> Aim of the task
Reproduce the rows below word for word, starting at the line that contains "wanted | a marker on every instance of the bicycle frame" and stopping after the line that contains "<point>160,102</point>".

> Information supplied
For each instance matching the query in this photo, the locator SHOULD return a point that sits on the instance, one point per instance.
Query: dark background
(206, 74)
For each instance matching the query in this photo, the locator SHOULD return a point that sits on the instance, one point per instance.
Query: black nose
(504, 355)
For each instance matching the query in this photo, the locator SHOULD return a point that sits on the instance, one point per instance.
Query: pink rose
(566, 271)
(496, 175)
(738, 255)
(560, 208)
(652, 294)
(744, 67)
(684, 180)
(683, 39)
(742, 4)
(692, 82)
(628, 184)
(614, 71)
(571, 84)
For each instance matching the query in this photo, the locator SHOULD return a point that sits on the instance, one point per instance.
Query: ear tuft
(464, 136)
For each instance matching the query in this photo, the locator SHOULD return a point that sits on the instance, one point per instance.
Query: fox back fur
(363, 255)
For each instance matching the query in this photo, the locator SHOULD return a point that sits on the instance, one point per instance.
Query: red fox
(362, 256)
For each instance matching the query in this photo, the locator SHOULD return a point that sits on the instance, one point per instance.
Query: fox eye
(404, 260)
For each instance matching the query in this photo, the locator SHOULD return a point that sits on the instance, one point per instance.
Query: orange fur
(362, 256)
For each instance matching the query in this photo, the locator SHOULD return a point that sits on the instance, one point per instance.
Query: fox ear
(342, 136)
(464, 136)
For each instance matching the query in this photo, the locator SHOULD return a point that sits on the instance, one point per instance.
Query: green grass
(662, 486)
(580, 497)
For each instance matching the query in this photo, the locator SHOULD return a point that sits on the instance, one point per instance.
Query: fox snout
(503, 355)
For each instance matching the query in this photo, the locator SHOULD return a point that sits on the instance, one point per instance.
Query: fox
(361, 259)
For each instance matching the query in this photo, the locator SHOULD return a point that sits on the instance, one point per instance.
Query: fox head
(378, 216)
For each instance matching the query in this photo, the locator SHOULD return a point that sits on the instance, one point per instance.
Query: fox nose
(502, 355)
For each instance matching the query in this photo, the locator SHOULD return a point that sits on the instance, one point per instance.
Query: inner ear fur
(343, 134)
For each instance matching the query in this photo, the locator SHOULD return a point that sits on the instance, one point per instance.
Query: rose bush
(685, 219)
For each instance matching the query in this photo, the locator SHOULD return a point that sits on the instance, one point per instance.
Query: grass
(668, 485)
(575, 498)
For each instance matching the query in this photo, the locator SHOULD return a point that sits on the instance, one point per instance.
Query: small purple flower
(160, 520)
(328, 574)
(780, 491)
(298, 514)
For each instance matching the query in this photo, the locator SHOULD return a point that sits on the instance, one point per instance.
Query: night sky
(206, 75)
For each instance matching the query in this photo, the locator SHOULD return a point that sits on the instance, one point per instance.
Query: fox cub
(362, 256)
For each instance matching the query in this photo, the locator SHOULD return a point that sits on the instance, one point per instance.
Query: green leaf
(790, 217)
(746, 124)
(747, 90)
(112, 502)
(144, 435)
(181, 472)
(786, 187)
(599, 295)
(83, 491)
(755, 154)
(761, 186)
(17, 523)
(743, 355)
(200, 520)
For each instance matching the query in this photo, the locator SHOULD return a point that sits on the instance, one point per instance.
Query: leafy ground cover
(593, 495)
---
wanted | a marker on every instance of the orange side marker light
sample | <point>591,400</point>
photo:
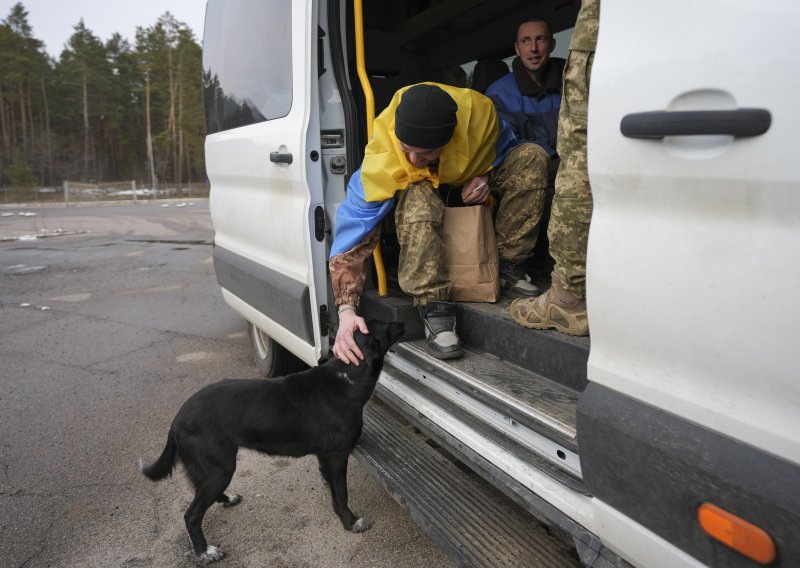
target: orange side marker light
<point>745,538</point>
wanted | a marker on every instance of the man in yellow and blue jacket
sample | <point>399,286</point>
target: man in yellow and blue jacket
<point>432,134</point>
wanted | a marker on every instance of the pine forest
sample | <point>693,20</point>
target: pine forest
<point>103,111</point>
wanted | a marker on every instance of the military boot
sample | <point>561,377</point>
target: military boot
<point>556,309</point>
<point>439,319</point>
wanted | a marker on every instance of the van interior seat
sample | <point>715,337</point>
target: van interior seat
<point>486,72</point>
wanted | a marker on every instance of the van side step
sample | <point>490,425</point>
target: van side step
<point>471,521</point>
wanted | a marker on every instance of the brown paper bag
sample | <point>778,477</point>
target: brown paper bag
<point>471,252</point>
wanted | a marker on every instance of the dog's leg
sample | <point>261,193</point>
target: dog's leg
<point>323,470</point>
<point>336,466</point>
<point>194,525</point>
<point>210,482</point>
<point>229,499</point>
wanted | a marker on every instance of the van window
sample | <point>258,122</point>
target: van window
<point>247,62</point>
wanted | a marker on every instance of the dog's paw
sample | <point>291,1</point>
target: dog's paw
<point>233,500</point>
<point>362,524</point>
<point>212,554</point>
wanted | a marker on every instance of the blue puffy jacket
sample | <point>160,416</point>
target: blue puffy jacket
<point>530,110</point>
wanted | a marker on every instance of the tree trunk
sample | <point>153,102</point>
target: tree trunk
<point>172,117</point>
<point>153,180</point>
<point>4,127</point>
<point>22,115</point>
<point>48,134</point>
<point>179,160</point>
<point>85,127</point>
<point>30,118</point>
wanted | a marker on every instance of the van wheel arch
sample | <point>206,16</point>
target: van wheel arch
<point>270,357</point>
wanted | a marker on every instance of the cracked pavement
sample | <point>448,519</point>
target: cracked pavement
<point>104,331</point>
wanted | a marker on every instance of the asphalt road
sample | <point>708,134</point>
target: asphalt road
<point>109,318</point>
---
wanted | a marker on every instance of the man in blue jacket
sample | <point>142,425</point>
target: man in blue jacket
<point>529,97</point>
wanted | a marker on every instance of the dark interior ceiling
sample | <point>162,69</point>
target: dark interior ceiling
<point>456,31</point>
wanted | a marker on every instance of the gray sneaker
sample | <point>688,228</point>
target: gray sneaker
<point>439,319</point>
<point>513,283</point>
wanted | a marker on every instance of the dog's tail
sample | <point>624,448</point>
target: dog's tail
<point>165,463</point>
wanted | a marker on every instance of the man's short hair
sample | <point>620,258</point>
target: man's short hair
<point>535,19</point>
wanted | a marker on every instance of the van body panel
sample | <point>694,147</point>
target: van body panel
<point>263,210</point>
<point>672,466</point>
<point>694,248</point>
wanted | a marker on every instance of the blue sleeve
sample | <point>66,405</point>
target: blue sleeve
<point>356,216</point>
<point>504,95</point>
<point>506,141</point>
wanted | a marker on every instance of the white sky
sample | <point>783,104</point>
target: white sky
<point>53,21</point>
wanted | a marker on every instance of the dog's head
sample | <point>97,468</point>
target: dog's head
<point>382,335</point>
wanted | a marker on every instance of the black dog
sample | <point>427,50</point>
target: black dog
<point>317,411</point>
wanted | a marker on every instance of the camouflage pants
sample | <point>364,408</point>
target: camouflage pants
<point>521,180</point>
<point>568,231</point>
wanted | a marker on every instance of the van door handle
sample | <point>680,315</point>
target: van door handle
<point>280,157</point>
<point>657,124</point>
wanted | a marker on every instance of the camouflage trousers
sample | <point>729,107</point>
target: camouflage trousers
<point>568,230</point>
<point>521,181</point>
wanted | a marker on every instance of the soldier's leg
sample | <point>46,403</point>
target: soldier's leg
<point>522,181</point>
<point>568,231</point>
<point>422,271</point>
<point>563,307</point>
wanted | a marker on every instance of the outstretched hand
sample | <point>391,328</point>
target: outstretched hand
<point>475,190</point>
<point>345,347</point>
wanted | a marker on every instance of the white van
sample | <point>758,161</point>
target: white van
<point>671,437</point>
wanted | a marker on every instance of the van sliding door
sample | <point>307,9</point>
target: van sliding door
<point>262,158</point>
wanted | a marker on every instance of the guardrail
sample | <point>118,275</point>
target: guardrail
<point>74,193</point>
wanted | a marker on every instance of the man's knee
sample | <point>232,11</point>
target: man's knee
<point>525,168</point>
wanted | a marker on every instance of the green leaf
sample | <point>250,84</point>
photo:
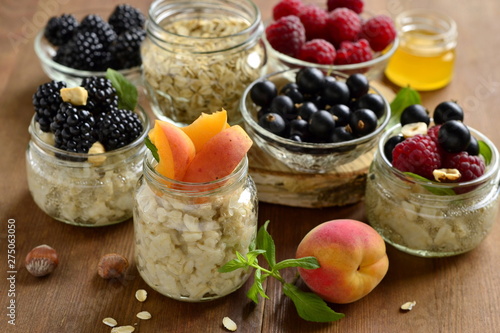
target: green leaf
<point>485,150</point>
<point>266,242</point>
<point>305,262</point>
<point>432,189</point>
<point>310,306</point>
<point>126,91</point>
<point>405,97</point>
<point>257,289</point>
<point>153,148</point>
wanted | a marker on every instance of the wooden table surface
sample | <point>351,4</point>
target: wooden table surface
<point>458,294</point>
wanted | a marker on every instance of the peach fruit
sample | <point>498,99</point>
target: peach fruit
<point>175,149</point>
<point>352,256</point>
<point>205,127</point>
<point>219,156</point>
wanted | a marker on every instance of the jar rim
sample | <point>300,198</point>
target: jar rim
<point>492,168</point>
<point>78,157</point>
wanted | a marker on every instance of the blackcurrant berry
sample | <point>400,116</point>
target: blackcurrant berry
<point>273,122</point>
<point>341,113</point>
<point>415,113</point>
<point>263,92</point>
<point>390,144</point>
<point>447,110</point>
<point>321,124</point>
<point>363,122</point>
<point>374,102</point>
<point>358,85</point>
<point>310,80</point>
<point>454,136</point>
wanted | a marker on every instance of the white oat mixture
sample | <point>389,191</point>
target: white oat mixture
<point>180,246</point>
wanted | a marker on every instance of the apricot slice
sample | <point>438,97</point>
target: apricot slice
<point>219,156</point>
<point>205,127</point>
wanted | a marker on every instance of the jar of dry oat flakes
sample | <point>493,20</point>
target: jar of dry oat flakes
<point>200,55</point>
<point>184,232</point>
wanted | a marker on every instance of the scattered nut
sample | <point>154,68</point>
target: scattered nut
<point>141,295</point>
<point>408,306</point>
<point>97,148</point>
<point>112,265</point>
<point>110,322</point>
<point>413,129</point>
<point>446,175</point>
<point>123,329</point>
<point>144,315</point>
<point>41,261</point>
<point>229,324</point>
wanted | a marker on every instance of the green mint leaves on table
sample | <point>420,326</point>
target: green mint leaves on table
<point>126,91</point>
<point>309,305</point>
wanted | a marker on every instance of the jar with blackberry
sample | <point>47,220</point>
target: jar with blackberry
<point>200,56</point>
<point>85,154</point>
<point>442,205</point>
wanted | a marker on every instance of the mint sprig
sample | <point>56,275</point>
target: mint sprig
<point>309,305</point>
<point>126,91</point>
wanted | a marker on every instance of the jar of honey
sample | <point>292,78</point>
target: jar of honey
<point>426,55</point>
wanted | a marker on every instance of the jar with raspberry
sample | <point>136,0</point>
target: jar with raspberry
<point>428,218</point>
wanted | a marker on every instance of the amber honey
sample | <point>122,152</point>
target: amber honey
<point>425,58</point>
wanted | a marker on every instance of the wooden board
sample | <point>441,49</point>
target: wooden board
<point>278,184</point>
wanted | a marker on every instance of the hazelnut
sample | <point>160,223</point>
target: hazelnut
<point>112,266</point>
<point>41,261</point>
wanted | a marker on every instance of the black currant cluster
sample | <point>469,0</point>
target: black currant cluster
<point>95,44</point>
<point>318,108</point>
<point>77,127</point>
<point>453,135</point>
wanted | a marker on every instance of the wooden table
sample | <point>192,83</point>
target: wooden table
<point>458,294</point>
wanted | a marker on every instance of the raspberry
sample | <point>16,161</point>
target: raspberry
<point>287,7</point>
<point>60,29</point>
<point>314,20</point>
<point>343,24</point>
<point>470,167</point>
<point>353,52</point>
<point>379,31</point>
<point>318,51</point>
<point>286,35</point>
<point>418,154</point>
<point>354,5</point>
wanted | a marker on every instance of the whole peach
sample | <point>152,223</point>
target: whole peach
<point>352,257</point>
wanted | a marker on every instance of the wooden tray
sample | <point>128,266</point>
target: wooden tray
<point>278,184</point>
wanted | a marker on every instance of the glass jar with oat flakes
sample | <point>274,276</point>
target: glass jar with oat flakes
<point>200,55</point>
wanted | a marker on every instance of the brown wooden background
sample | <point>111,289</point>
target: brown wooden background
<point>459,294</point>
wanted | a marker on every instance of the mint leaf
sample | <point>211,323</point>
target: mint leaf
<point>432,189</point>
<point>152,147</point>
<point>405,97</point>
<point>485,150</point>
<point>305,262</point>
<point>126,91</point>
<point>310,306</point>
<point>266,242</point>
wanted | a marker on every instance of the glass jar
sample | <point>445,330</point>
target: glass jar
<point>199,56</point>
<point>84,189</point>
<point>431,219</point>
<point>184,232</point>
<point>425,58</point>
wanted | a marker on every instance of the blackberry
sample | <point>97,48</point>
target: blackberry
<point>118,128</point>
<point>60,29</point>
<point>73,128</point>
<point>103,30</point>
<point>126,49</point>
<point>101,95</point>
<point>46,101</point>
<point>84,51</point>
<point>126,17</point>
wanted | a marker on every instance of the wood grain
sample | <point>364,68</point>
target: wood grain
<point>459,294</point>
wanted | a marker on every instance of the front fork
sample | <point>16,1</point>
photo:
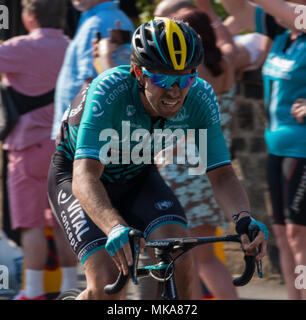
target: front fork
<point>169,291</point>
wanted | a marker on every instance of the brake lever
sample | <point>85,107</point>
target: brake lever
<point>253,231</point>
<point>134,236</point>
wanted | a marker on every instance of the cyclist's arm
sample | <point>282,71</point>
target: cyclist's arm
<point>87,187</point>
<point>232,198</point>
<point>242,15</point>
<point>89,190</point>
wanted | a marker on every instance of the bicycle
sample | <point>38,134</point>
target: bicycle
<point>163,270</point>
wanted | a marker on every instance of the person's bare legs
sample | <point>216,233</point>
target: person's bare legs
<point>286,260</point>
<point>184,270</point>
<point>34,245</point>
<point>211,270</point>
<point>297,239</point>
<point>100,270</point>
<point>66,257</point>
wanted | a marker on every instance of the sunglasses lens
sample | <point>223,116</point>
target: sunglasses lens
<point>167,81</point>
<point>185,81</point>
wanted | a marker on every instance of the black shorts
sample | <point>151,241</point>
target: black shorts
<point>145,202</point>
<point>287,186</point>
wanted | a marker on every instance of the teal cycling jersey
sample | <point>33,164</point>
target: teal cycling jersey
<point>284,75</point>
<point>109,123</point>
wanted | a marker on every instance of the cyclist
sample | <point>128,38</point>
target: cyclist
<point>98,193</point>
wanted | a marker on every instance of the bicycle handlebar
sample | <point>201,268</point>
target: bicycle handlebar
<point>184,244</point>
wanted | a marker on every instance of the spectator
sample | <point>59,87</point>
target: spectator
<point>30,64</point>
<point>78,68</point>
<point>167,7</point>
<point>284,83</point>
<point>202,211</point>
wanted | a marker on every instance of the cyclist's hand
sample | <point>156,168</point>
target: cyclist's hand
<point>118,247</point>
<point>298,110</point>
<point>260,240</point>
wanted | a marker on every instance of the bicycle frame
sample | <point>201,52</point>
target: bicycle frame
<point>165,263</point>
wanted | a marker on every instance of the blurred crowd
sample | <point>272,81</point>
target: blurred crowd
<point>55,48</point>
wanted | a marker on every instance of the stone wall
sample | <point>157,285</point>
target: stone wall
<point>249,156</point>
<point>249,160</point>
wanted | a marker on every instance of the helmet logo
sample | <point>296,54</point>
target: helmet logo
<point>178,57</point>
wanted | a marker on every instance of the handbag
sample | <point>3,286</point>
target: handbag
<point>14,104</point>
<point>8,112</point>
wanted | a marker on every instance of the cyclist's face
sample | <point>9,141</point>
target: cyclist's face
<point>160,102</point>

> Worked answer
wanted | a marker on every instance of the bicycle frame
sample | <point>201,52</point>
target: bicycle frame
<point>165,263</point>
wanted | a marker on every instance of the blurred crowd
sample | <point>272,81</point>
target: blurred crowd
<point>55,48</point>
wanted | a marker on every instance of the stone wall
sample | <point>157,285</point>
target: stone wall
<point>249,156</point>
<point>249,160</point>
wanted | a marker on every instance of the helmet logo
sample | <point>296,54</point>
target: helmet logo
<point>178,57</point>
wanted | a marker on every instance of the handbag
sample | <point>3,286</point>
target: handbag
<point>14,104</point>
<point>8,112</point>
wanted | a marker on every instance of the cyclist's face
sample | <point>9,141</point>
target: cyclist's face
<point>160,102</point>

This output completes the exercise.